Document excerpt:
---------------

It's not a question of if, but a question of when - that's the warning from America's top medical scientists regarding the possibility of a coronavirus pandemic.
The warning from the US Centers for Disease Control and Prevention (CDC) came as England's chief medical officer, Professor Chris Whitty outlined plans to combat COVID-19, the respiratory disease caused by the coronavirus, in the event of a major outbreak, including the widespread closure of schools and limiting public transport.
He said: "There's no secret there's a variety of things you need to look at, you look at things like school closures, you look at things like reducing transport."
Professor Whitty said families could also be asked to self-isolate if one of them had symptoms of the virus.
Meanwhile health ministers from seven European nations have met in Rome to discuss a coordinated response to the spread of the disease.
The European Commission, which enforces the rule book for the open-border Schengen Area, encouraged countries to adopt measures based on scientific evidence and "in coordination and not in a fragmented way", a spokeswoman said.
The comments from the CDC suggest an acceptance by the scientific community that a pandemic is almost inevitable.
CDC principal deputy director Dr Anne Schuchat said: "It's not a question of if.
"It's a question of when and how many people will be infected."
The organisation's head of respiratory diseases Nancy Messonnier added: "The data over the past week about the spread in other countries has raised our level of concern and expectation that we are going to have community spread here."
She added that "disruption to everyday life might be severe" and that businesses, schools and families should talk about how they would deal with the impact.
The epidemic appears to have peaked in China, where it originated and where more than 77,000 people have been infected and almost 2,700 have died.
However, the virus has surfaced in more than 30 other countries, with Italy, Iran and South Korea among the worst-affected.
Eleven people have died in Italy, with the number of confirmed infections rising to 322, most of them in the country's north.
In Iran, 95 cases have been confirmed, with 16 deaths.

---------------

Apply what you read:
(a) In the coronavirus article, why did Nancy Messonnier say the CDC's level of concern about community spread in the US had risen? Answer in one to three sentences.
(b) Continue the coronavirus article after its final sentence about cases and deaths in Iran.

---------------

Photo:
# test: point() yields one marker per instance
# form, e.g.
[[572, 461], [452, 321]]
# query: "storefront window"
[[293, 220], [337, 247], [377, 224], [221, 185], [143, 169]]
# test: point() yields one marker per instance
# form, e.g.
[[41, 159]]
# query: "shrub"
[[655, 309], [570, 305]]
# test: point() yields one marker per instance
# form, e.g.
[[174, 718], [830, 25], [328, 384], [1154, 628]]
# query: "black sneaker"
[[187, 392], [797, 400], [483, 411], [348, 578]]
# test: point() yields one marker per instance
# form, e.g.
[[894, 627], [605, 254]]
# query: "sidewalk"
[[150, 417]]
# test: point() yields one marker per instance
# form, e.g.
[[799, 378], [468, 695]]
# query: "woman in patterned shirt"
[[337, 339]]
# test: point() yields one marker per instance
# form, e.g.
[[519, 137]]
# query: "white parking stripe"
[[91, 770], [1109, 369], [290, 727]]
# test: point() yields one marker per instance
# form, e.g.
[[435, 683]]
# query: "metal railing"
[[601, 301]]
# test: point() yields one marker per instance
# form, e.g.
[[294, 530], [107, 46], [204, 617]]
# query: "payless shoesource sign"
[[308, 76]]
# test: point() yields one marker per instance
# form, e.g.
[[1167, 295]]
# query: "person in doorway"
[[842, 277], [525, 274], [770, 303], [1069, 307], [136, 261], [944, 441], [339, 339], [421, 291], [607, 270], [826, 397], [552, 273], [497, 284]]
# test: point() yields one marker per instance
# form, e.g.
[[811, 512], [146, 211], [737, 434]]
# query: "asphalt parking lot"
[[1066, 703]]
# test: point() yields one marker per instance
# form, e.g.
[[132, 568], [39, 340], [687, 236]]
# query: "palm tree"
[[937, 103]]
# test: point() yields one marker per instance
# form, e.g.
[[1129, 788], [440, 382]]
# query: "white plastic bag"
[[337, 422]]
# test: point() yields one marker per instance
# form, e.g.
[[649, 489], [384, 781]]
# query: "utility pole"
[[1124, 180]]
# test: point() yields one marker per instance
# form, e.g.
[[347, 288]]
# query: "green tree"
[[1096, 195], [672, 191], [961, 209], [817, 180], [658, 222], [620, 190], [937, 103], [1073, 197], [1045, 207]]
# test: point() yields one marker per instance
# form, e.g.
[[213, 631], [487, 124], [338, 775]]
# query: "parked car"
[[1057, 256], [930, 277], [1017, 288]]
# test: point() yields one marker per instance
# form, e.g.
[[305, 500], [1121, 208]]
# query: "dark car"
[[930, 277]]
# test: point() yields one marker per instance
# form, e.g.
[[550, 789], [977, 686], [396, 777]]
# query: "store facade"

---------------

Answers to each task:
(a) The data from the past week about the virus spreading in other countries raised the CDC's concern. It also raised the agency's expectation that community spread would occur in the US.

(b)
Iran's deputy health minister and head of the country's anti-coronavirus taskforce, Iraj Harirchi, is among those who have tested positive for the virus after being seen sweating at a news conference on Monday.
South Korea has confirmed 977 cases, with 10 deaths.
So far 13 people in the UK have tested positive for COVID-19; the latest four were travellers rescued from the Diamond Princess cruise ship in Japan.
Worldwide, the total number of cases is 80,421, according to records being compiled by Johns Hopkins University in the US.
World markets have also been hit, as airline, leisure and travel-related companies suffer due to restrictions placed on those in countries trying to contain the virus. Stocks with exposure to China, such as luxury brands, have also been hurting.
COVID-19 has been fatal in 2% of reported cases, with the elderly and ill the most vulnerable, according to the World Health Organisation (WHO).
In other developments:
In the US, White House economic adviser Larry Kudlow said the economy would be able to survive any disruption from the virus.
However, Democratic senator Chuck Schumer said US president Donald Trump's administration had "shown towering and dangerous incompetence" regarding handling the disease.
He added: "Mr President, you need to get your act together now. This is a crisis."
US Secretary of State Mike Pompeo, accused the Chinese and Iranian of covering up information about the spread of the virus.
He said: "All nations, including Iran, should tell the truth about the coronavirus and cooperate with international aid organisations."